(Saved data entries)
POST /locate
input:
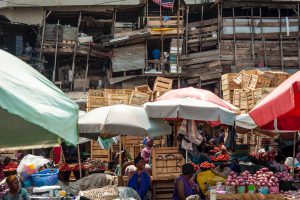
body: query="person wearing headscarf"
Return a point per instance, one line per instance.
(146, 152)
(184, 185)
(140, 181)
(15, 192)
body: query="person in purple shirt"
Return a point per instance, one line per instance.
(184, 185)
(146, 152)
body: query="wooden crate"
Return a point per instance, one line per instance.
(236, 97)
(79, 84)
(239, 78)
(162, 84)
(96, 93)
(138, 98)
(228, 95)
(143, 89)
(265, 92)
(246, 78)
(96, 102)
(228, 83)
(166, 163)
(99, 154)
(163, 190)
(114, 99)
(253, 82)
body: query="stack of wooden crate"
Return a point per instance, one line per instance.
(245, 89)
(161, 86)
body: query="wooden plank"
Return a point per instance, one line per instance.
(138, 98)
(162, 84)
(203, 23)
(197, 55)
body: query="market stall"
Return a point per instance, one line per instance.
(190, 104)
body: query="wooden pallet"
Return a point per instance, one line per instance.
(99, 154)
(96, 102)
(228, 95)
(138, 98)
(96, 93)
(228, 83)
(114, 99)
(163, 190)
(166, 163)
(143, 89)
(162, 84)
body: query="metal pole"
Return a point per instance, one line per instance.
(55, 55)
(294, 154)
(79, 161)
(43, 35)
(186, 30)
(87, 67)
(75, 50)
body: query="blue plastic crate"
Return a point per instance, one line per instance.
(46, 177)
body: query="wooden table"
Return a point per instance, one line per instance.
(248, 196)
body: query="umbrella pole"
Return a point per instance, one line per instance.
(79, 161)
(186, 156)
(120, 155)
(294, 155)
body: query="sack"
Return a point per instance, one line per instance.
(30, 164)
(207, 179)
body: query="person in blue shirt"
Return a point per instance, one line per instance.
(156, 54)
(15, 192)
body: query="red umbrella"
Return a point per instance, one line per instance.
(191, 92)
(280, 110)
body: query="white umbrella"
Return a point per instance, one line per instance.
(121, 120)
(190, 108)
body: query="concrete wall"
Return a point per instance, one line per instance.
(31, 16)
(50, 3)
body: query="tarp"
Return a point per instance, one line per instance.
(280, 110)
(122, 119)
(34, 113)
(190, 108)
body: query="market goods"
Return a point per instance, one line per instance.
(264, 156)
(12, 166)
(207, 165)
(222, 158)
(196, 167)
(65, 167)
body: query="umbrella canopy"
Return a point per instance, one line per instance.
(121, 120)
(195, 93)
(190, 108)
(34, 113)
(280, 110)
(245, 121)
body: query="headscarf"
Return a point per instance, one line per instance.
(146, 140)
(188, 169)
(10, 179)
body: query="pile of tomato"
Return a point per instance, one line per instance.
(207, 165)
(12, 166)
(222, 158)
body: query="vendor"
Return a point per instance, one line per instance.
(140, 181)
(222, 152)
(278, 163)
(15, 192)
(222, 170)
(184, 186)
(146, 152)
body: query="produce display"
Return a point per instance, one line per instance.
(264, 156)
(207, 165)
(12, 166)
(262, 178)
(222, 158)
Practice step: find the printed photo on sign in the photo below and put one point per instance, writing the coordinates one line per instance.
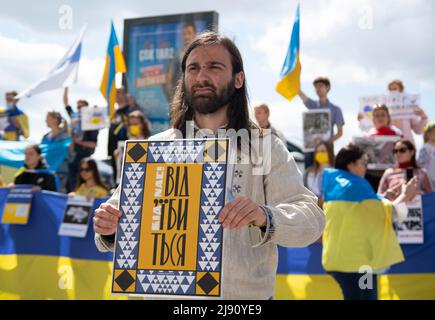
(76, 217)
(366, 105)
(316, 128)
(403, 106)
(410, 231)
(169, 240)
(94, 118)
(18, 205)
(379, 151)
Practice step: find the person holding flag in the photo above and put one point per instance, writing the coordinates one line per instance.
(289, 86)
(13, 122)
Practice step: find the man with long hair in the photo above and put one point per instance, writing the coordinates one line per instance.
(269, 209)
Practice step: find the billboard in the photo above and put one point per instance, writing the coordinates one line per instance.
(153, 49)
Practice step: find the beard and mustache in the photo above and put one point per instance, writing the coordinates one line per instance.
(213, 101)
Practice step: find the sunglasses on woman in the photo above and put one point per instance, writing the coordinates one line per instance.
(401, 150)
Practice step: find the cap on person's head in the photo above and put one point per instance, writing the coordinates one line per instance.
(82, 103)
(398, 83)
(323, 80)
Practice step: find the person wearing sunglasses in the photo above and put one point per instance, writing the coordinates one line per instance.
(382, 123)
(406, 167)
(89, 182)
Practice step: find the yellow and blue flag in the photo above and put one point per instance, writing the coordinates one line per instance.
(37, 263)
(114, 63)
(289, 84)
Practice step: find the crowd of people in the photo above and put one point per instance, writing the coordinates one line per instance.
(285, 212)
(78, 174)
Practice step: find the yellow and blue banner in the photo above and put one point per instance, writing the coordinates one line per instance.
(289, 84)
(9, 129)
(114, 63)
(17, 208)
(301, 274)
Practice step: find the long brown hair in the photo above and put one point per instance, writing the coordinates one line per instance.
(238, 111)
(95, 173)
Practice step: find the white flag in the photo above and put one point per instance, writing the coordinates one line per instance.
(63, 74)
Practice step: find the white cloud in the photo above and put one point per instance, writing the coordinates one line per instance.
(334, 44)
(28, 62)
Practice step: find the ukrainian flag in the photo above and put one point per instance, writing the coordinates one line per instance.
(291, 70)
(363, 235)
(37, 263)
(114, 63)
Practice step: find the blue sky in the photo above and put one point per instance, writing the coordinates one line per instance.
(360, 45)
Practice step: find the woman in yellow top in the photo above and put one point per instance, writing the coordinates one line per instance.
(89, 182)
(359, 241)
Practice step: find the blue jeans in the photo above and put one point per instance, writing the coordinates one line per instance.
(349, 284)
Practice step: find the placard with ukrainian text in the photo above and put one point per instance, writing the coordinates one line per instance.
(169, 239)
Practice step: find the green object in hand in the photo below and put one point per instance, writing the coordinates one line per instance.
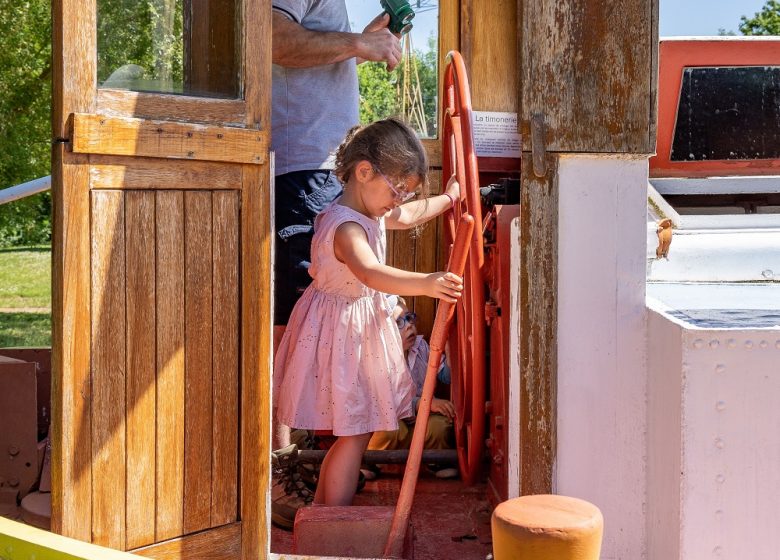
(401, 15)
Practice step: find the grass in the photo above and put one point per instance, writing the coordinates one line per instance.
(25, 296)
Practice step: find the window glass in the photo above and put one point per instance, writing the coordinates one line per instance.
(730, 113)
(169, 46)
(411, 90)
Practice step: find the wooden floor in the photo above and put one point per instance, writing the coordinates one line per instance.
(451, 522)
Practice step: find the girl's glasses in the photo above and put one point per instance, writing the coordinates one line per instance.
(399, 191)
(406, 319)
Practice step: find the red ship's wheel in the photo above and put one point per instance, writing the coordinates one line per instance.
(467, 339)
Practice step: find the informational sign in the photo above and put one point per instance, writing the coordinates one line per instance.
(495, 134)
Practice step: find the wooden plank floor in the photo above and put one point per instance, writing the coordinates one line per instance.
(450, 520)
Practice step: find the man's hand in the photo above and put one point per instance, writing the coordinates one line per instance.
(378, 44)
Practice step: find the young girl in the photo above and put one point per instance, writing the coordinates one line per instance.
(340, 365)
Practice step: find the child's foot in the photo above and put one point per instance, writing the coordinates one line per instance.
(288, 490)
--
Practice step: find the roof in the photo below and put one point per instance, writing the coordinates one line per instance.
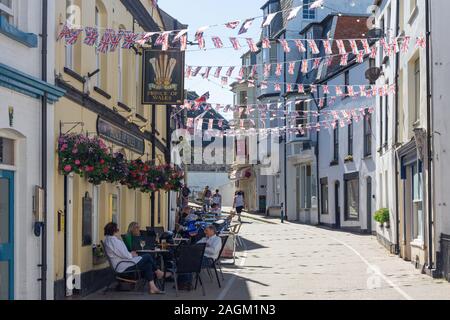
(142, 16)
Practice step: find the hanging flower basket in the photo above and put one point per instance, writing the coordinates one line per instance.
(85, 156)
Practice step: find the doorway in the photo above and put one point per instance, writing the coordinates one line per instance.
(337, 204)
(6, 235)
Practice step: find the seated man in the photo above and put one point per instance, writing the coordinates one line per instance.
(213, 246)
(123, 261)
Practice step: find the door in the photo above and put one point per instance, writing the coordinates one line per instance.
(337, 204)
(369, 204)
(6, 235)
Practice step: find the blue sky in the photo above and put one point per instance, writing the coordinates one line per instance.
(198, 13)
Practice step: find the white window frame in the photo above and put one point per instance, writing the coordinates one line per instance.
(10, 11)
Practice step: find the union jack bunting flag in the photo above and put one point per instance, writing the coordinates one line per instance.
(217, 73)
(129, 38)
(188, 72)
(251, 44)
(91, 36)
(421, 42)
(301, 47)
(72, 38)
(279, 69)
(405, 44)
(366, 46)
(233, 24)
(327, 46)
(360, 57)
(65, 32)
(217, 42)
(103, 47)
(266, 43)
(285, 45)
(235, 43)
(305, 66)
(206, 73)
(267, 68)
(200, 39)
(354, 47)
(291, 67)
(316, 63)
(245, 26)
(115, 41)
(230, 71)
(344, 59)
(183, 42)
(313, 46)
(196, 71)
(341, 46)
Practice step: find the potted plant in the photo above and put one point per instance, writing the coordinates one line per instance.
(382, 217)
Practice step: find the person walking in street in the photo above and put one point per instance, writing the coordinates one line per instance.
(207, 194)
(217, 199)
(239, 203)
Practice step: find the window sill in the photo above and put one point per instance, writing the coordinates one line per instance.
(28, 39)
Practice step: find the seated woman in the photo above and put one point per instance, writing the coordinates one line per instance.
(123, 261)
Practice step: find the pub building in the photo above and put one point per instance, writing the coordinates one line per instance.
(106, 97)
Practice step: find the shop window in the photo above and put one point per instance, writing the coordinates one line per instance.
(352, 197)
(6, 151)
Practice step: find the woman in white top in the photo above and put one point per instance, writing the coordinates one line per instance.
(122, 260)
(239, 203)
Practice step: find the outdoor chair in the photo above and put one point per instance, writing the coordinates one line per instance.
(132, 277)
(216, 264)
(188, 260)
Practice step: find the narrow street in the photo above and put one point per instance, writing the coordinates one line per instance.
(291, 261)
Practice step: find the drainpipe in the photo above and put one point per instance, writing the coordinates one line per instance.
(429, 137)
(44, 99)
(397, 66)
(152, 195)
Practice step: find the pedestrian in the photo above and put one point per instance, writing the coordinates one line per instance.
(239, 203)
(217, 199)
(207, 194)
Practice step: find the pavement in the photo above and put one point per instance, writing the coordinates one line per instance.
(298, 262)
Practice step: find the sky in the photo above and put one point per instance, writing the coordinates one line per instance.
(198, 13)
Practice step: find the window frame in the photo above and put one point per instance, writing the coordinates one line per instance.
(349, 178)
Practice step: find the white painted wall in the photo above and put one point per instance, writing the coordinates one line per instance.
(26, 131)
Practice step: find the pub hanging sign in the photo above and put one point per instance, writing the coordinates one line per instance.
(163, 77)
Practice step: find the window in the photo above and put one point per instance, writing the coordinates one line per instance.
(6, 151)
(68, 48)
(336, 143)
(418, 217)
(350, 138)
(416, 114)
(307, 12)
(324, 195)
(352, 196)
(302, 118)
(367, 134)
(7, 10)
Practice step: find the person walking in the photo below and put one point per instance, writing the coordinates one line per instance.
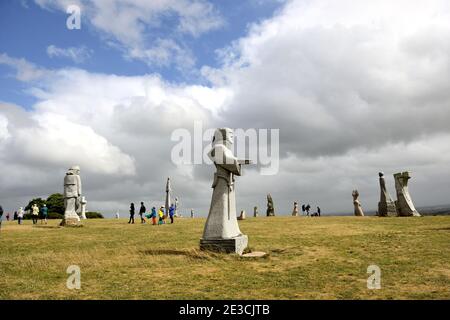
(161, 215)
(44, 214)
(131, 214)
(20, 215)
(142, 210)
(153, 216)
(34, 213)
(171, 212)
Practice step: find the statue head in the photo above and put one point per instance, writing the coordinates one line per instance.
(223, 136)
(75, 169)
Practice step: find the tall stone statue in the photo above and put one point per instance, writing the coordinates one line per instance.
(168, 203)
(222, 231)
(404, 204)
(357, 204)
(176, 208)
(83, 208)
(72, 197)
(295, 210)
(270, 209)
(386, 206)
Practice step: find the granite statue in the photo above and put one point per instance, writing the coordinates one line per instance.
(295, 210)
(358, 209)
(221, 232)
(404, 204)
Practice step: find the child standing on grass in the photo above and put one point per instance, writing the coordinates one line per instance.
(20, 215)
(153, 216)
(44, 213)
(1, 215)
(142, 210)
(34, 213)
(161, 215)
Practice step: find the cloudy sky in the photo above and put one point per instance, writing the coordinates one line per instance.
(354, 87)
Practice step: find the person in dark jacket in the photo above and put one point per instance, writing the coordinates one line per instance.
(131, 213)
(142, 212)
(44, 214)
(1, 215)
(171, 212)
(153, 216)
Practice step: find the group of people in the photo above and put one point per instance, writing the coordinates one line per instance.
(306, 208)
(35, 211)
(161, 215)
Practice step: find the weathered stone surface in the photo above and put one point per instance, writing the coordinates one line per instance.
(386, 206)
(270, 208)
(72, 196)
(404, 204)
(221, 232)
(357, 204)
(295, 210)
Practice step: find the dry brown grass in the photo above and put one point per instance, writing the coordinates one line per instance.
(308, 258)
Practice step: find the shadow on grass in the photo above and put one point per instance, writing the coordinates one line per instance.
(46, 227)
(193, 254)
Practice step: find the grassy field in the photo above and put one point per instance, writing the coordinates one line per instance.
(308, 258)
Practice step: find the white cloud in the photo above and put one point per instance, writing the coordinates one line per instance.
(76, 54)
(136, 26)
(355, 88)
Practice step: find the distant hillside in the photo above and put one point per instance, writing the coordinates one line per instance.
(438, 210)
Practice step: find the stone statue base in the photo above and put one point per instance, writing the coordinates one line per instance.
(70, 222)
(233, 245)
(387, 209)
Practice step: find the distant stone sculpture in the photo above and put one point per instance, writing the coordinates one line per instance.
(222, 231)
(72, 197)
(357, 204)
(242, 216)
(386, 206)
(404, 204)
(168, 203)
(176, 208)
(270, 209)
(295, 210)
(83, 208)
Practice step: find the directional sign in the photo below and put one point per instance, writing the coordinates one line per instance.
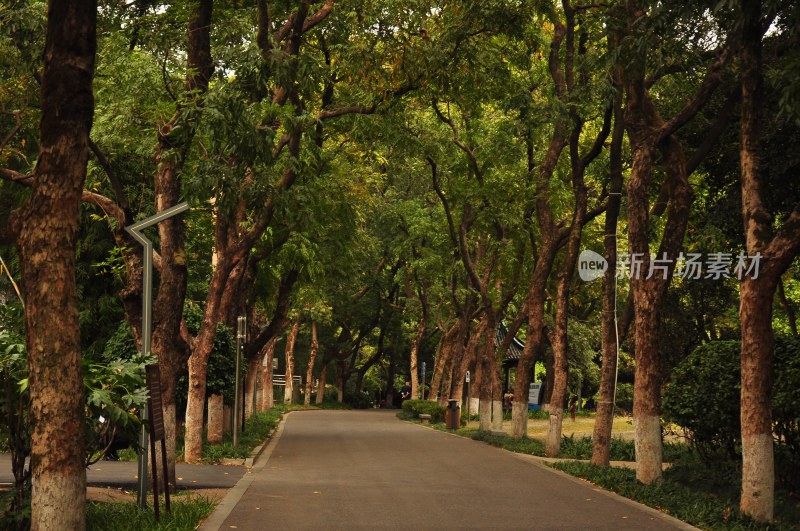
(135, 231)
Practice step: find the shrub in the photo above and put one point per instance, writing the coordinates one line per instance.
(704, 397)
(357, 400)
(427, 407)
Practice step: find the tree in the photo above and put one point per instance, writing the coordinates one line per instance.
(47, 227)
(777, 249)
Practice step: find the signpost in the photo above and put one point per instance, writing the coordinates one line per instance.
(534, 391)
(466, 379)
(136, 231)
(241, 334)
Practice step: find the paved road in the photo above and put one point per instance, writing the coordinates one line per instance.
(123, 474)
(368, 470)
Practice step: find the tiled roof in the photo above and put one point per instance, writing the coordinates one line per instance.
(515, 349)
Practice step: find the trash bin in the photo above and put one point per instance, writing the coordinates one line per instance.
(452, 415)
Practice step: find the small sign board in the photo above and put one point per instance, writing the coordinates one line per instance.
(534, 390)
--
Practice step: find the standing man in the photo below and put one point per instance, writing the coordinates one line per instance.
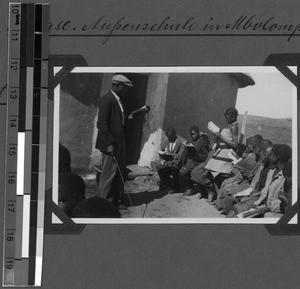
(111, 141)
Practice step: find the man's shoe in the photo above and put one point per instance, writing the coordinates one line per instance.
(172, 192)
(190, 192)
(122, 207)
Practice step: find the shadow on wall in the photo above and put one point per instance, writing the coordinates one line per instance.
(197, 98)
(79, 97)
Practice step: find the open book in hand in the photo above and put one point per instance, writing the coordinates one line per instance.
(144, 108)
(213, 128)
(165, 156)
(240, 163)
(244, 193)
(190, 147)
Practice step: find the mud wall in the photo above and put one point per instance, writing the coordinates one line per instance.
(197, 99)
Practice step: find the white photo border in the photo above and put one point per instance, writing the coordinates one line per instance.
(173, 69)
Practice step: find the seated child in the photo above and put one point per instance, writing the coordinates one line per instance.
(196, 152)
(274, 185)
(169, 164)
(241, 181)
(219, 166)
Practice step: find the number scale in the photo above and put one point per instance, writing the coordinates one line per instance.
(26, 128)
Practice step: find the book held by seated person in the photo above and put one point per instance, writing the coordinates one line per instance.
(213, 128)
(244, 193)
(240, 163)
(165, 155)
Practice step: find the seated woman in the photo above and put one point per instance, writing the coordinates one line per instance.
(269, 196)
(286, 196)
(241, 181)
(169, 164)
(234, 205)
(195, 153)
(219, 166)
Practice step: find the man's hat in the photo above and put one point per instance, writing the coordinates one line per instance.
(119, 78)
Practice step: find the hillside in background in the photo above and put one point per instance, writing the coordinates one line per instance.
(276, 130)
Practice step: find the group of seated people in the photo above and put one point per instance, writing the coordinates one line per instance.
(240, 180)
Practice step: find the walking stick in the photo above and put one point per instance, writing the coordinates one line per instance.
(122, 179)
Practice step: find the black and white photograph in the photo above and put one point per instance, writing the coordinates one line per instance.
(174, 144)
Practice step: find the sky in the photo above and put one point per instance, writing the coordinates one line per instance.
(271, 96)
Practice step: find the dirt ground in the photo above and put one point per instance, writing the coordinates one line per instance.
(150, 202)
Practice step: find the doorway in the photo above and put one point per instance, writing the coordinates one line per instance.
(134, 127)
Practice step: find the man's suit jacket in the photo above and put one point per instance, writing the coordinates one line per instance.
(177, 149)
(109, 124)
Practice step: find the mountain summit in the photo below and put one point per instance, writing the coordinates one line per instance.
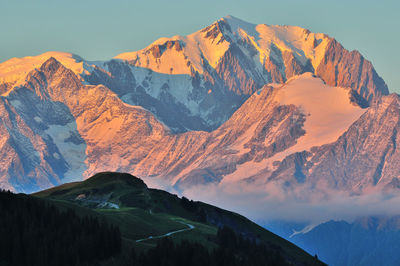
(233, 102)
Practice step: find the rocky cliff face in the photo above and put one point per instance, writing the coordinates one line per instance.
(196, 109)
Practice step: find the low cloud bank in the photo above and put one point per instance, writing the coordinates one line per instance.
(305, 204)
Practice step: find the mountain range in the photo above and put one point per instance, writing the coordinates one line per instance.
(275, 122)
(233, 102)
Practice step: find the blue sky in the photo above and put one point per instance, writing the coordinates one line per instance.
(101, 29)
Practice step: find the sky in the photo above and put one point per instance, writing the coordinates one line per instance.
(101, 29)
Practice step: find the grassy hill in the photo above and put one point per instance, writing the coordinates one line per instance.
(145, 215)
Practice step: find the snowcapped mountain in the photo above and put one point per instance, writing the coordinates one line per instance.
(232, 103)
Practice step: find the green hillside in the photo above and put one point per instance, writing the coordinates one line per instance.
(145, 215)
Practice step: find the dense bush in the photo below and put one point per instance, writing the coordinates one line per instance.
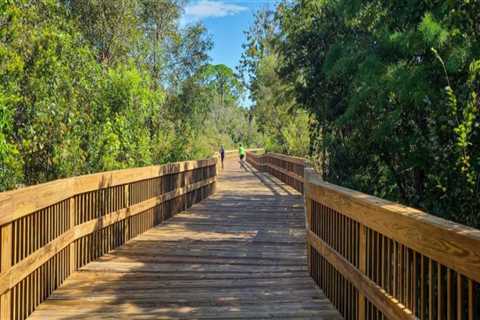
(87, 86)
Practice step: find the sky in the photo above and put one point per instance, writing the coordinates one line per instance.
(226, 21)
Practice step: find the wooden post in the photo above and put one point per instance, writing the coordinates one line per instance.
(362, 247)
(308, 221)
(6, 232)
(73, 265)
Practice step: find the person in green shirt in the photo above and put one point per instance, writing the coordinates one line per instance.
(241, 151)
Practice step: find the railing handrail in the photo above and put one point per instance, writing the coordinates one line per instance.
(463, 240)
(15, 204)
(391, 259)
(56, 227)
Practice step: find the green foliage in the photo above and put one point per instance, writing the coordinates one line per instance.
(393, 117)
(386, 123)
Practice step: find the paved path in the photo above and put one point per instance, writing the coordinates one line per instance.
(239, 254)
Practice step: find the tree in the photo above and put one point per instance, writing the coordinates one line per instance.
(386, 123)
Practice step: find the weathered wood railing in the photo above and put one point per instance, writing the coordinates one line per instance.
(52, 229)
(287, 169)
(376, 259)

YOUR TASK
Copy each line of the entries that includes the word "pole".

REPLY TO THE EXERCISE
body: query="metal pole"
body: query="umbrella pole"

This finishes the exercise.